• BRIEF:
Rewrite every line of the records below as a numbered list, omitting any blank lines.

• INPUT ROWS:
════════════════════

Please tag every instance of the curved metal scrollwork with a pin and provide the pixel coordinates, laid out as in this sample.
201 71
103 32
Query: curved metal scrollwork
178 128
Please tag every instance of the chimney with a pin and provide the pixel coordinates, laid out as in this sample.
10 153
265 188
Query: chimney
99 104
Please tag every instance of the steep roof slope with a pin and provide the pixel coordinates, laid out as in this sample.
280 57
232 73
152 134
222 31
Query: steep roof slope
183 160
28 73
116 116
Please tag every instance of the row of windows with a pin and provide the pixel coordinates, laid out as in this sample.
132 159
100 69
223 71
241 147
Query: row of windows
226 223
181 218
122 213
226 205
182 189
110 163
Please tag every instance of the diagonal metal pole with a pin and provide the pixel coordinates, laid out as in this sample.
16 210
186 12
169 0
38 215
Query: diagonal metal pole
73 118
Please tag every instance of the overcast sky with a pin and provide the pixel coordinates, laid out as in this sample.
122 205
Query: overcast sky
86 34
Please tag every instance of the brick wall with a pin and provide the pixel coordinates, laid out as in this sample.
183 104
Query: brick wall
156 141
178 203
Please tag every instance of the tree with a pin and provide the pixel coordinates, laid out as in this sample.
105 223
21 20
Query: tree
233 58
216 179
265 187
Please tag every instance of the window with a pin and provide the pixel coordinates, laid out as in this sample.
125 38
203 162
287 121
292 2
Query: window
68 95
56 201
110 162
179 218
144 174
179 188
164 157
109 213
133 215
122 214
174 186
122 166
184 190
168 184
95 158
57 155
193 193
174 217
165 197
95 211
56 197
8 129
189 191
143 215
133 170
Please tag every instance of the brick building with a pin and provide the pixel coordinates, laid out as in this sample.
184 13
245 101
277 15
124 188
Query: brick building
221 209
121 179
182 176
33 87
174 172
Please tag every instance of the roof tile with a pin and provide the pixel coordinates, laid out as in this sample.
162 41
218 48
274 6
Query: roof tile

════════════════════

• REPLY:
1. Please tag every instance of the curved metal scrollwork with a pin and provide the pixel coordinates, laid out as in this sample.
2. 201 71
3. 103 32
4. Query: curved metal scrollwork
5. 178 128
6. Please tag every instance of the chimney with a pin and provide the pixel coordinates, laid out as in this sample.
7. 10 153
8. 265 188
9. Query: chimney
10. 99 104
11. Please tag every instance of the steep roof slope with a pin and provide the pixel coordinates, laid out as in this sample.
12. 280 57
13. 232 73
14. 152 134
15. 222 31
16. Query: steep roof slope
17. 183 160
18. 28 73
19. 116 116
20. Please tag every instance of the row of windows with a pin and provide the pixel coordinates, laid out as in this sample.
21. 132 159
22. 100 69
23. 223 71
24. 241 147
25. Query: row of windows
26. 226 223
27. 181 218
28. 122 213
29. 226 205
30. 182 189
31. 110 163
32. Please tag every instance of the diagonal metal pole with a pin and provide the pixel coordinates, laid out as in this sample.
33. 16 210
34. 186 12
35. 169 0
36. 38 215
37. Query: diagonal metal pole
38. 73 118
39. Please tag every instance of the overcast sky with a pin and provide the pixel coordinates, laid out as in this sample.
40. 122 205
41. Query: overcast sky
42. 86 34
43. Please tag every instance of the brick wall with a pin and provide the pixel coordinates, laid out as in this sample.
44. 183 104
45. Query: brick wall
46. 156 141
47. 178 203
48. Please tag every instance of the tree with a pin and provide the pixel coordinates, laid out as in this sample.
49. 105 223
50. 21 20
51. Query: tree
52. 233 58
53. 216 179
54. 265 187
55. Please tag every instance of the window with a pin and provide the pixel coordinates, laid out as in this sample.
56. 125 38
57. 203 162
58. 287 121
59. 292 2
60. Query: window
61. 68 95
62. 56 201
63. 110 162
64. 179 218
65. 144 174
66. 179 188
67. 164 157
68. 109 213
69. 133 215
70. 122 214
71. 174 186
72. 122 166
73. 184 190
74. 168 184
75. 95 158
76. 57 155
77. 193 193
78. 174 217
79. 165 197
80. 95 211
81. 56 197
82. 8 129
83. 189 191
84. 143 215
85. 133 170
86. Please tag every instance of the brick building with a pin and provide the pixel coordinates, laid out as in this sample.
87. 184 13
88. 245 101
89. 277 15
90. 124 188
91. Query: brick building
92. 221 209
93. 121 179
94. 182 176
95. 33 87
96. 174 172
97. Please tag every instance of the roof tile with a pin and provide the pixel coordinates, laid out as in this sample.
98. 162 41
99. 218 48
100. 274 6
101. Query: roof tile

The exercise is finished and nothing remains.